▶ _Text shown_

-- BEGIN --

Your Investments: How to invest in China

Many analysts believe China will be the US of the 21st century.

Chinese President Hu Jintao’s visit in Washington has brought increased attention to relations between the United States and China. While those relations are chilly at best, the state of the Chinese economy is anything but. As the world continues to be mired in an economic slowdown, and even the rosiest of scenarios has stronger growth returning in the second half of 2011, China’s 10.3 percent GDP growth in 2010 and similar growth expected this year sure seems attractive for investors. China has become the world’s growth engine.
Economist Larry Kudlow wrote in the National Review: “Fortune magazine recently reported that the number of US companies in the world’s top 500 fell to the lowest level ever, while more Chinese firms than ever made the list. Thirty-seven Chinese companies now rank in the top 500, including nine new entries. Meanwhile, the number of US firms has fallen to 140, the lowest total since Fortune began the list in 1995. This is not good.
“China also surpassed the US as the world’s biggest automaker in the first half of 2009, with June sales soaring 36.5 percent from a year earlier.
The Chinese registered 6.1 million car sales for the first half of the year. That way outpaced American sales, which were only 4.8 million.”

-- END --

▶ _Recorded information_

-- BEGIN --

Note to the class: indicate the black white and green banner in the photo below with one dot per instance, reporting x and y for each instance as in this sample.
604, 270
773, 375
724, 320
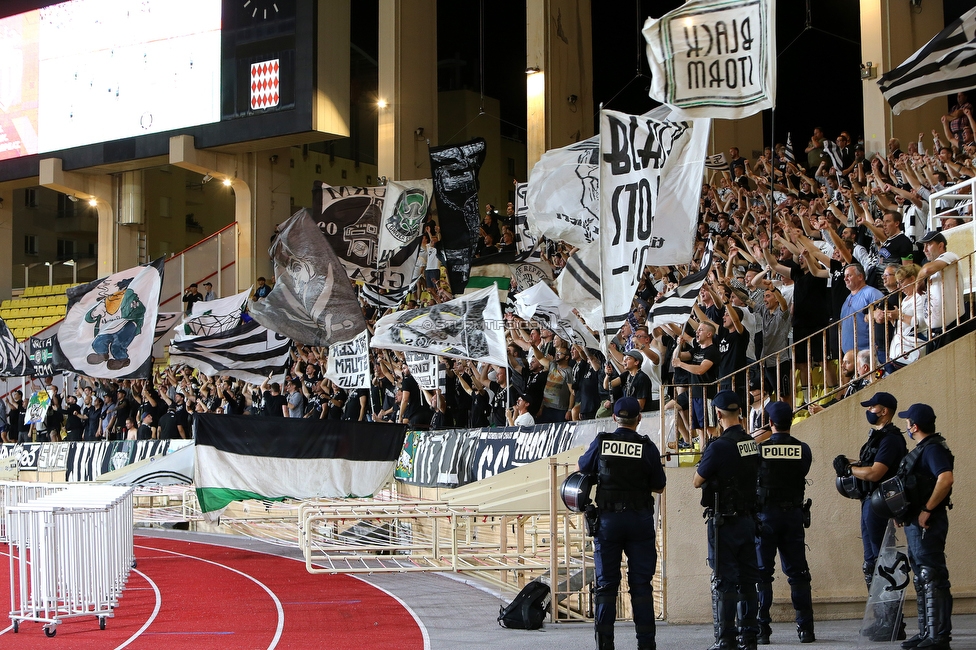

-- END --

▶ _Job_
Using the article on investing in China, explain in one to three sentences why China's economic growth appears attractive to investors. The listing is drawn from a separate source.

▶ _Solution to the exercise_
The world remains mired in an economic slowdown, and even the rosiest scenarios do not see stronger growth returning until the second half of 2011. Against that backdrop, China's 10.3 percent GDP growth in 2010, with similar growth expected this year, stands out as attractive.